→ **EXERCISE DATA**:
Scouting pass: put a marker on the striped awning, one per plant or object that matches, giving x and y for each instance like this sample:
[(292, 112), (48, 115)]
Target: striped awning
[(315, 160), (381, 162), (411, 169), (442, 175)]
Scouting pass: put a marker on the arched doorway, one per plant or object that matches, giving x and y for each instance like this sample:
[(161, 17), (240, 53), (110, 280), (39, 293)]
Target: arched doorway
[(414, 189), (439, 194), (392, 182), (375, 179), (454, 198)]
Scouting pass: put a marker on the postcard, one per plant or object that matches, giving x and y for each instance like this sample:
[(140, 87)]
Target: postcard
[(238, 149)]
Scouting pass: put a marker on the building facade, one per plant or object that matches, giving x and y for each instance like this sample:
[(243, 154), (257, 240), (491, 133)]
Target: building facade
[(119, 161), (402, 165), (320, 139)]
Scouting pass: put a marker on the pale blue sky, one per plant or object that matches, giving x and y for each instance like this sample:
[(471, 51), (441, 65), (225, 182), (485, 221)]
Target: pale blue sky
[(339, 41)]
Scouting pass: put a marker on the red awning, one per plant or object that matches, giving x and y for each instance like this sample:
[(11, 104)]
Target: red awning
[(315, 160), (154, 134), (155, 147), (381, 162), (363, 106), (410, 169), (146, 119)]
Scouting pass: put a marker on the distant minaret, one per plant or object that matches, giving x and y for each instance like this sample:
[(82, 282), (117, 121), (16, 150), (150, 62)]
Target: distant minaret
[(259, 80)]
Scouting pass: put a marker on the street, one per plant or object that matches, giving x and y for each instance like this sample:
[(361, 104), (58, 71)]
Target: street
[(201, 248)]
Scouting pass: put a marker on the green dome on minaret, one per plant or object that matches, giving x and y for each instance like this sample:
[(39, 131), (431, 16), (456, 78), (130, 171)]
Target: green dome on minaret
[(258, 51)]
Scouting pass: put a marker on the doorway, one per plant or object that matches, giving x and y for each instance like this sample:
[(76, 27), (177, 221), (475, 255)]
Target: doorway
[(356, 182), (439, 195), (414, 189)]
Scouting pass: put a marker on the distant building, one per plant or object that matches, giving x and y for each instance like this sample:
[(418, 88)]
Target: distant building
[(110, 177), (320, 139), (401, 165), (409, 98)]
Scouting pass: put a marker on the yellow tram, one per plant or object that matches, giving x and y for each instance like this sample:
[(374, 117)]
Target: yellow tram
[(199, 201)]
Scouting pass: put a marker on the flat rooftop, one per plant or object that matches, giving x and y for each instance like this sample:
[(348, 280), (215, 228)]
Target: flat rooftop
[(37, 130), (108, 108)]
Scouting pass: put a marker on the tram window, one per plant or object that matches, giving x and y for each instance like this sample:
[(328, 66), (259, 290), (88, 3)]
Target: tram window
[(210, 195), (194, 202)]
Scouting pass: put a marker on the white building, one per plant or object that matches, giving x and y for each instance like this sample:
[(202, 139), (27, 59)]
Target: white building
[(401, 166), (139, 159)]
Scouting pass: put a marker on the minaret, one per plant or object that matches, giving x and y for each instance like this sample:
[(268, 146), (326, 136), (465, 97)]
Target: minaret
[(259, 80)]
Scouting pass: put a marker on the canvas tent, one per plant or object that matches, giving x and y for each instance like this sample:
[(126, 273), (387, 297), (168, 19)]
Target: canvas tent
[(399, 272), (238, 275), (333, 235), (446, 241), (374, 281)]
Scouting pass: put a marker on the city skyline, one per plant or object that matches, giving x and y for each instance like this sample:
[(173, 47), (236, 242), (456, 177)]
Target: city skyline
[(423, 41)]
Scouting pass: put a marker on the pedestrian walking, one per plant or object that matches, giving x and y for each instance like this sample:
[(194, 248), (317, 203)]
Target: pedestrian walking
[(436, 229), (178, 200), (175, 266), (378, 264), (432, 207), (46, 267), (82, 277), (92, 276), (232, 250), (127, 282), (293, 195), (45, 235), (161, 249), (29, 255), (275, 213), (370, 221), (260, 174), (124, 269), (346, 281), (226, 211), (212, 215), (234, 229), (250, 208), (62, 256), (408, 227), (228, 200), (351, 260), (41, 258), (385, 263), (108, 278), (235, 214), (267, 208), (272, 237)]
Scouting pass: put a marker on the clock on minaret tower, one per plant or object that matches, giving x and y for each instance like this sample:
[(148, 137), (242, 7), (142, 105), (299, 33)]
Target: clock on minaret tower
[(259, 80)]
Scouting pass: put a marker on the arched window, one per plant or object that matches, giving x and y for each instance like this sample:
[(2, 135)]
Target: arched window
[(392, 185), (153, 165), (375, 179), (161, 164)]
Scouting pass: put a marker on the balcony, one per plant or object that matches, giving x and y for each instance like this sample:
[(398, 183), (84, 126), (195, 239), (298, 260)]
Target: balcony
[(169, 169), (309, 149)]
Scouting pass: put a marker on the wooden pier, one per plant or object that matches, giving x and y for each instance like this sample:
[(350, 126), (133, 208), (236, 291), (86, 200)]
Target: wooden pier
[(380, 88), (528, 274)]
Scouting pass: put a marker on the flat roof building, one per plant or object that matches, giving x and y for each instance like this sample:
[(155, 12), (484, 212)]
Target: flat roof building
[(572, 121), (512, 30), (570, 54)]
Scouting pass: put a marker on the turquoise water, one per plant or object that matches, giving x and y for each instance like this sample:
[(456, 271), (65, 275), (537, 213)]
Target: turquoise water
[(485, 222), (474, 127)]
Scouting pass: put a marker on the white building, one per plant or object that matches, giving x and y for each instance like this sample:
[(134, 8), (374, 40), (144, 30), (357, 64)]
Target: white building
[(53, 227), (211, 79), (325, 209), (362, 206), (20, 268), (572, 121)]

→ **WORK TO COMPLETE**:
Going through the material above, reproduce every line exactly.

→ **ANSWER SECTION**:
Scouting pass: put a marker on the striped awning, one per plant or object that matches, giving x and y for each instance like this sample:
[(292, 112), (48, 115)]
Target: striped awning
[(315, 160), (381, 162), (411, 169), (442, 175)]
Scouting pass: put a marker on the arched doorway, one per plant or object that matches, giving x and y for each instance like this sample:
[(161, 17), (240, 53), (110, 280), (39, 293)]
Target: arched doorway
[(414, 189), (439, 194), (392, 182), (375, 179), (454, 198)]
Scouting pass: put a marker on the postcard, one per plant or object that matches, giving x and y for each instance like this sample:
[(140, 87)]
Target: postcard
[(238, 149)]
Scouting pass: put a marker on the building facade, one per plant or object that matches, giving x and y for each instance like this sample:
[(243, 154), (257, 240), (491, 133)]
Target: building facade
[(119, 161), (402, 165), (320, 139)]
Scouting pass: put a marker on the pale blue sky, one per plant or object that matches, giving x and y for each instance like this sample:
[(471, 51), (441, 65), (225, 182), (485, 221)]
Target: pale blue sky
[(339, 41)]
Scouting pass: put a marker on the red awning, one per plant or object that matches, giving x and y for each instance like this sample:
[(11, 104)]
Target: red awning
[(315, 160), (154, 134), (155, 147), (381, 162), (363, 106), (410, 169), (146, 119)]
Scouting pass: put a marker on the distant minaret, one per plant or object that matches, giving x and y for each instance like this sample:
[(82, 282), (117, 121), (16, 150), (150, 62)]
Target: distant minaret
[(259, 80)]
Scouting pass: put a marker on the street, one per plant or object that matches, giving x and y for each instance like this sample:
[(361, 104), (58, 71)]
Target: street
[(201, 248)]
Scouting pass: put a marker on the green dome on minaret, one per plant or object that matches, giving x and y for each instance like this sample:
[(39, 131), (431, 16), (456, 78), (130, 171)]
Target: green dome on minaret
[(258, 51)]
Scouting pass: put a marker on the doorway, one per plant or object that matches, giving x and y for each instance like this sample:
[(76, 27), (177, 221), (475, 255)]
Target: doorway
[(356, 182), (439, 195), (414, 189)]
Scouting pass: put a marker on the distant building, one per plant or object that matches, giving x and y for each instance like this sample:
[(418, 88)]
Target: distant building
[(110, 177), (320, 139), (401, 165), (409, 98)]
Scouting pass: put a marker on the yellow tram, one per plant or object that matches, giving x and y for each instance like this sample:
[(374, 117)]
Target: yellow tram
[(199, 201)]
Scouting pass: put a marker on the flat rooftop, one per plant or object that matches, giving x and y for each instance like this sample:
[(348, 280), (215, 228)]
Target: flat rooftop
[(37, 130), (108, 108)]
Scouting pass: put a marker on the tram window, one per plant or object that matches, giving x and y for each instance like this sample:
[(328, 66), (259, 290), (88, 3)]
Target: tram window
[(210, 195), (194, 202)]
Scouting pass: put a marker on the white building, one per plant or object that matches, giving x and y for each instance like this sample:
[(202, 139), (27, 59)]
Target: white building
[(401, 166), (139, 159)]
Scouting pass: put a marker on the minaret, one per plant or object that matches, giving x and y for each instance like this sample:
[(268, 146), (326, 136), (465, 97)]
Target: minaret
[(259, 80)]
Scouting pass: put a marker on the canvas tent, one per plant or object that matches, giving x and y for each instance like this sample:
[(126, 273), (387, 297), (168, 19)]
Target: canvas tent
[(399, 272), (238, 275), (333, 235), (446, 241), (374, 281)]
Scouting pass: put a marker on the city skyline, one per plant or object that matches, giving x and y for each instance like this sample:
[(173, 47), (236, 242), (456, 177)]
Target: city skyline
[(423, 41)]
Scouting pass: put a marker on the pedestrian walking, one per plant or object that matches, giving x and y for each instance like this sample:
[(194, 248), (317, 203)]
Target: pedestrian walking
[(436, 229), (178, 200), (175, 266), (378, 264), (432, 207), (46, 267), (82, 277), (92, 276), (232, 250), (127, 282), (293, 195), (45, 235), (161, 249), (29, 255), (275, 213), (370, 221), (260, 174), (124, 269), (346, 281), (226, 211), (212, 215), (234, 229), (250, 208), (62, 256), (408, 227), (228, 200), (351, 260), (41, 258), (385, 263), (108, 278), (235, 214), (267, 208), (272, 237)]
Scouting pass: put a marker on the clock on minaret tower, one per plant or object that matches, giving x and y for each instance like this sample:
[(148, 137), (242, 7), (142, 105), (299, 33)]
Target: clock on minaret tower
[(259, 80)]
Scouting pass: put a marker on the arched window, one per plant or object that matches, giving x and y for each instance like this sample:
[(2, 135)]
Target: arched window
[(392, 185), (153, 165), (375, 179), (161, 164)]
Scouting pass: put a marker on the balcony, one per plant or object that matches, giving x and y for each instance like this sample:
[(398, 183), (84, 126), (195, 239), (298, 260)]
Target: balcony
[(169, 169), (309, 149)]
Scouting pass: put a marker on the wooden pier, one per plant or object that matches, giving x and y for each instance like this sample:
[(350, 126), (133, 208), (236, 291), (86, 200)]
Target: wooden pier
[(380, 88), (528, 274)]
Scouting pass: put a marker on the flat roof building, one per plant or object that matches, giving x and y for each instance like this sample:
[(155, 12), (484, 212)]
Target: flat roof building
[(572, 121), (512, 30), (570, 54)]
Scouting pass: put a marker on the turquoise water, one per plant or object that matches, giving x and y for each instance like this sample:
[(456, 271), (65, 275), (537, 213)]
Target: turquoise water
[(485, 222), (474, 127)]
Scouting pass: put a marker on the white building, one per plant or object that matches, giving x and y for each instance like this sample:
[(134, 8), (374, 40), (144, 30), (357, 64)]
Target: white building
[(53, 227), (211, 79), (325, 209), (362, 206), (20, 268), (572, 121)]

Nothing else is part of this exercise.